__Exercise material__:
## START

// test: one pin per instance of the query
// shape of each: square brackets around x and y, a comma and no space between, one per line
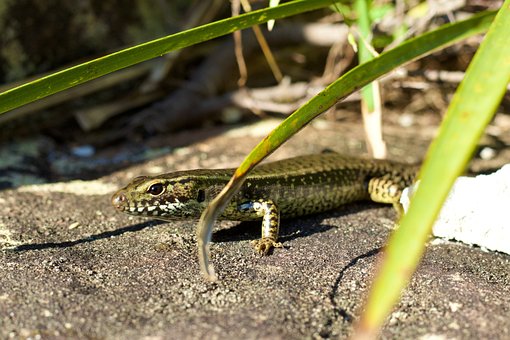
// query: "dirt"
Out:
[71,267]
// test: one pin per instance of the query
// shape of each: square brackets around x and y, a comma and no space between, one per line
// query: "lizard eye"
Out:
[201,195]
[156,189]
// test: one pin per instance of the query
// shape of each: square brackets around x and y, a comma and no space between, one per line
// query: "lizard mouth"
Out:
[120,201]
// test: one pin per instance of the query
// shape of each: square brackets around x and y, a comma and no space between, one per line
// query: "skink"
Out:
[288,188]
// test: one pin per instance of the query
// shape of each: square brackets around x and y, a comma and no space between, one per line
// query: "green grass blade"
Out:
[470,111]
[348,83]
[81,73]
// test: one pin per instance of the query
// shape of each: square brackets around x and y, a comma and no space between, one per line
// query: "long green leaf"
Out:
[79,74]
[470,111]
[348,83]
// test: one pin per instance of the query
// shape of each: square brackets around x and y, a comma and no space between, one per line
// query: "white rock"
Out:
[477,211]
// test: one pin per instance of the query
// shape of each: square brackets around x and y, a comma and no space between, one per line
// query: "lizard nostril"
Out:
[119,200]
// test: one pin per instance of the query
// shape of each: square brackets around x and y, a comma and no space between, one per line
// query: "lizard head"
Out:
[174,196]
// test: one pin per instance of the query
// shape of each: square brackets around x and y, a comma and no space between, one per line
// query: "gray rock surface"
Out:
[71,267]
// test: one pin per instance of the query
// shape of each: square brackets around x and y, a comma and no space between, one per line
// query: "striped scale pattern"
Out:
[292,187]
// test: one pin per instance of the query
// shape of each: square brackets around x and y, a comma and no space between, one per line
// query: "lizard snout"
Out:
[119,200]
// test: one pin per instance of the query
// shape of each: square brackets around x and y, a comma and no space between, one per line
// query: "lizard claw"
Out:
[265,244]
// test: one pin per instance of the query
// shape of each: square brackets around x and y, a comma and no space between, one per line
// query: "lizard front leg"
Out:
[270,214]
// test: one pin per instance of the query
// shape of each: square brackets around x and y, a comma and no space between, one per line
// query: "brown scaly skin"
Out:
[288,188]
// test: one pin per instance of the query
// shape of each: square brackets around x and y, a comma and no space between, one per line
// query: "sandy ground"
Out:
[72,267]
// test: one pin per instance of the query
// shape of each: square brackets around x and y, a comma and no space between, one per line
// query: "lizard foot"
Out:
[264,245]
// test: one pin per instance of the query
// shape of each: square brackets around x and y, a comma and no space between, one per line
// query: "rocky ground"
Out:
[72,267]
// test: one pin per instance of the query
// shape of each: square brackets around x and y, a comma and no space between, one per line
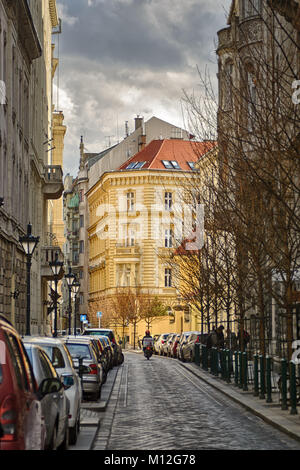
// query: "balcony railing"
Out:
[48,254]
[54,186]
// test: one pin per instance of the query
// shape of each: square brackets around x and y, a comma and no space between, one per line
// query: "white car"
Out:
[63,363]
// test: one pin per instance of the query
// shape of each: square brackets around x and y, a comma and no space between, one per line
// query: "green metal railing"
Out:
[234,366]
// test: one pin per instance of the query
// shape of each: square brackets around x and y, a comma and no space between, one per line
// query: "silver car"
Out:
[86,363]
[55,406]
[63,363]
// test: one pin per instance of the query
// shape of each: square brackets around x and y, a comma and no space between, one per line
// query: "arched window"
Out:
[227,88]
[251,8]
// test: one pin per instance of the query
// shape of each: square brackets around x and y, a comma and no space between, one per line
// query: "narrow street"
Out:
[159,405]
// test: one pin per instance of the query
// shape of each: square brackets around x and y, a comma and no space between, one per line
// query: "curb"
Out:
[279,422]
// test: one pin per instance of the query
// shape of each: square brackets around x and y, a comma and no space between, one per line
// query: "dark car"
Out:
[188,346]
[55,405]
[118,355]
[21,421]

## END

__What is required__: Drop the pictures and reproduce the rest of the entries above exactly.

__Exercise output__:
// test: one pin per instance of the query
// shape of each: square brackets around x and y, a comma and no space between, one per line
// query: "dirt"
Out:
[71,267]
// test: one pin per instance of the query
// shape of each: square brackets around x and y, a comma and no space between, one per line
// query: "lizard eye"
Out:
[201,195]
[156,189]
// test: one pin per instance of the query
// shape of each: square brackets around x and y, a comma and no space between, one per line
// query: "lizard mouth"
Out:
[120,201]
// test: one pin per instance of the query
// shape of each: square brackets around x and y, a comma and no space between, one per line
// query: "skink"
Out:
[288,188]
// test: one pin per instance of the query
// shape of each: square brackets around x and y, a comma and no space between, one per line
// query: "green grass blade"
Out:
[470,111]
[348,83]
[81,73]
// test: one pin per instance of the query
// shape of each: square brackets around x and y, a comma and no space between, one per line
// query: "long green leaf"
Out:
[79,74]
[470,111]
[348,83]
// test: one pin per instance of the query
// shape of each: square brackets around x and y, a comma and no space between, one per line
// query: "white rock"
Out:
[477,211]
// test: one pin per instance of the query
// shape of each: square brackets around x and y, a comma and no space between, one per line
// query: "lizard nostril"
Out:
[119,200]
// test: one pin per instance of the query
// shape of each: square brackets around x and y, a comma and no space between, one per line
// query: "lizard head"
Out:
[174,196]
// test: one pin per instance of the query
// shape of each: square brackets around x and y, a comma and no space between, one per line
// query: "gray rock surface"
Out:
[71,267]
// test: one pin per instance of the query
// shape of each: square brackets around x and y, a comma and no space between, one per line
// query: "striped scale pattern"
Out:
[292,187]
// test: one pin per instance of the query
// shape of each: square brackets around x and y, a comma and no space between, one per line
// query: "lizard snout"
Out:
[119,200]
// test: one pin per instance of the query
// shape of each: square brackets around x and y, a comma and no space between, one per line
// query: "lizard claw"
Out:
[265,244]
// test: one pin per instance of the query
// shape of each: square brackets around x and y, a comma and no space between, one per line
// query: "lizard front leg"
Out:
[270,214]
// test: one pin per instance of the query
// shape of each: square brackets around x and y, a comma and no space between, one per line
// query: "brown scaly skin"
Out:
[288,188]
// test: one pin per instance of the query
// shape of each: square brackets around x and y, a comma and no space between, one per line
// query: "sandy ground"
Out:
[72,267]
// test: one pin per instance of the query
// shape of each: square brackets around x and y, a comma and no space between, one per line
// query: "lizard foot"
Out:
[264,245]
// test: one pin per instance of the query
// shape of each: square brackets around x and y, a comma and no space between, one per line
// query: "rocky ground"
Out:
[72,267]
// test: one pin per instance of the query
// shape of each: square brackets around x and y, a comma and no space between, one per line
// query: "balcony railing"
Out:
[48,254]
[54,186]
// test: one pin per instance of the query
// shape of each: square brackets around x and y, a comma and no space between, one per line
// query: "white car"
Out:
[63,363]
// test: one pin per instance of the query
// shape of each: square brackets around x and y, a comma and no space between, one per line
// query: "green metal railing"
Out:
[234,366]
// test: one pin per instance of the query
// shape of each: square brackets around x and y, a comma and no space between, one per line
// query: "silver car"
Out:
[86,363]
[55,406]
[63,363]
// test: one pin per instance of the query
// shape of each: square brackets around x and y, a comma and no space between, one per line
// query: "arched window"
Out:
[227,88]
[251,8]
// test: one pin per instance of the query
// shape of each: square brackets around x and y, a comma and no space between, one per line
// query: "narrow street"
Out:
[159,405]
// test: one pin per instance of the query
// shape of each: square brackets around x and y, a comma and no space between, one per line
// query: "curb"
Out:
[279,422]
// test: one pin per instance of the query
// shape of each: square brackets around x and y, a comma and no space between, one per line
// query: "dark car"
Out:
[188,346]
[55,405]
[118,355]
[21,421]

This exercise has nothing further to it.